====== Document segment ======
Landis v. Sumner Manufacturing Co.

750 S.W.2d 466 | Mo. Ct. App. | 1988

750 S.W.2d 466 (1988)

Peter J. LANDIS, Appellant,
v.
SUMNER MANUFACTURING COMPANY, INC., Respondent.

No. WD 39385.

Missouri Court of Appeals, Western District.

March 8, 1988.
Motion for Rehearing and/or Transfer Denied May 3, 1988.

*467 E. Wayne Taff, Sherman, Wickens, Lysaught & Speck, P.C., Kansas City, Mary Trippler, Faegre & Benson, Minneapolis, Minn., for appellant.

Glenn E. Bradford, Beamer, Slagg, Bradford & McCormick, Kansas City, for respondent.

Before PRITCHARD, J., Presiding, and GAITAN and COVINGTON, JJ.

Motion for Rehearing and/or Transfer to Supreme Court Denied May 3, 1988.

COVINGTON, Judge.
======
◆ What to produce
Reproduce the full Landis v. Sumner Manufacturing Co. case header word for word. The listing that follows has no connection to the court case above.
====== Provided material ======
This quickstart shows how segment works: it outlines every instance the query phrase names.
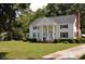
======
◆ The result
Landis v. Sumner Manufacturing Co.

750 S.W.2d 466 | Mo. Ct. App. | 1988

750 S.W.2d 466 (1988)

Peter J. LANDIS, Appellant,
v.
SUMNER MANUFACTURING COMPANY, INC., Respondent.

No. WD 39385.

Missouri Court of Appeals, Western District.

March 8, 1988.
Motion for Rehearing and/or Transfer Denied May 3, 1988.

*467 E. Wayne Taff, Sherman, Wickens, Lysaught & Speck, P.C., Kansas City, Mary Trippler, Faegre & Benson, Minneapolis, Minn., for appellant.

Glenn E. Bradford, Beamer, Slagg, Bradford & McCormick, Kansas City, for respondent.

Before PRITCHARD, J., Presiding, and GAITAN and COVINGTON, JJ.

Motion for Rehearing and/or Transfer to Supreme Court Denied May 3, 1988.

COVINGTON, Judge.